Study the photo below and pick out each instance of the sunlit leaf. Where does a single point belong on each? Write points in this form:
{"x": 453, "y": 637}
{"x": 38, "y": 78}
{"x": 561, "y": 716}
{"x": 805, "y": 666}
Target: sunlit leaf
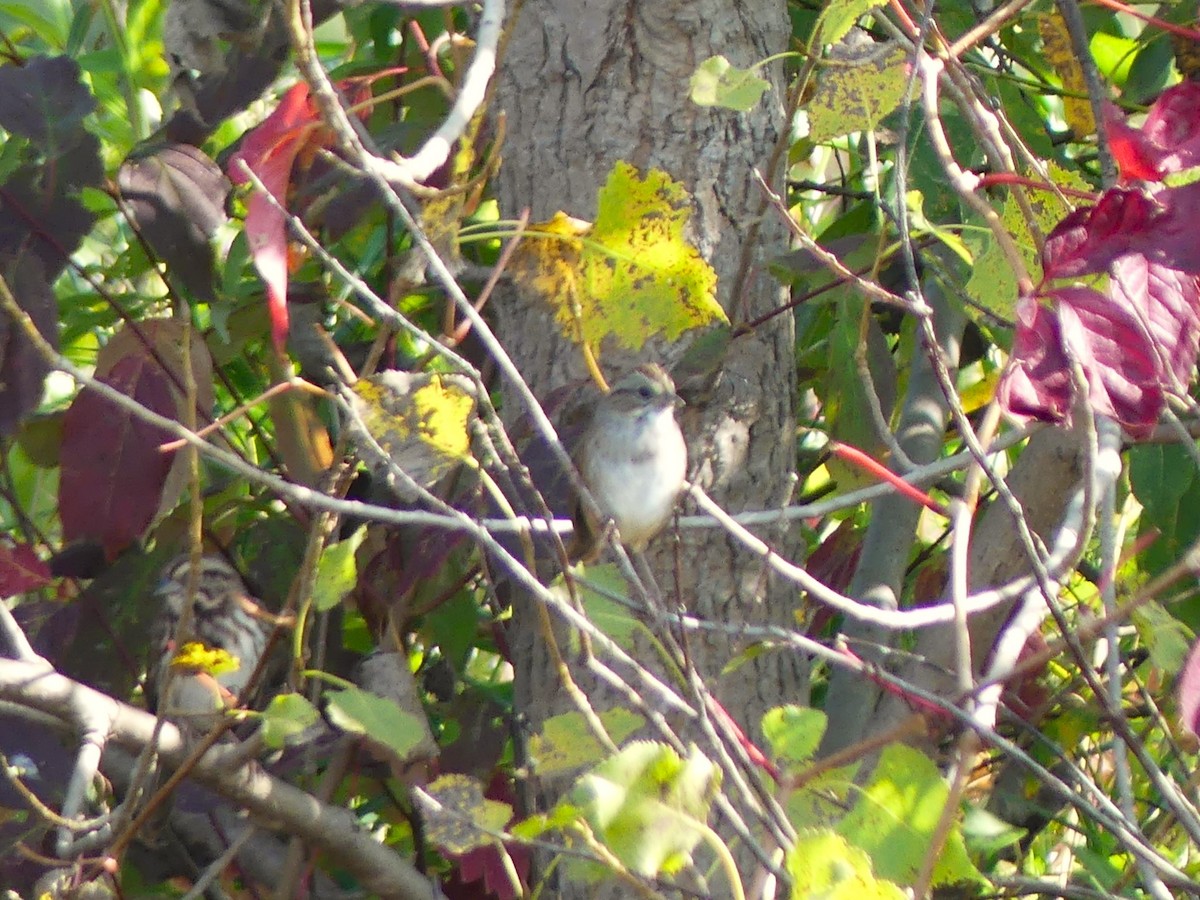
{"x": 895, "y": 817}
{"x": 856, "y": 96}
{"x": 381, "y": 719}
{"x": 633, "y": 276}
{"x": 463, "y": 816}
{"x": 415, "y": 423}
{"x": 719, "y": 83}
{"x": 286, "y": 717}
{"x": 825, "y": 864}
{"x": 567, "y": 743}
{"x": 646, "y": 804}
§ §
Could you set down the records above exactly, skipping any picture?

Study the photo below and pick out each instance of the sunlit leaf. Where does a single point belong on each? Write points in this form:
{"x": 453, "y": 637}
{"x": 38, "y": 78}
{"x": 561, "y": 716}
{"x": 805, "y": 666}
Target: sunlit leaf
{"x": 895, "y": 817}
{"x": 856, "y": 96}
{"x": 381, "y": 719}
{"x": 633, "y": 276}
{"x": 463, "y": 816}
{"x": 415, "y": 423}
{"x": 719, "y": 83}
{"x": 286, "y": 717}
{"x": 825, "y": 864}
{"x": 567, "y": 743}
{"x": 646, "y": 804}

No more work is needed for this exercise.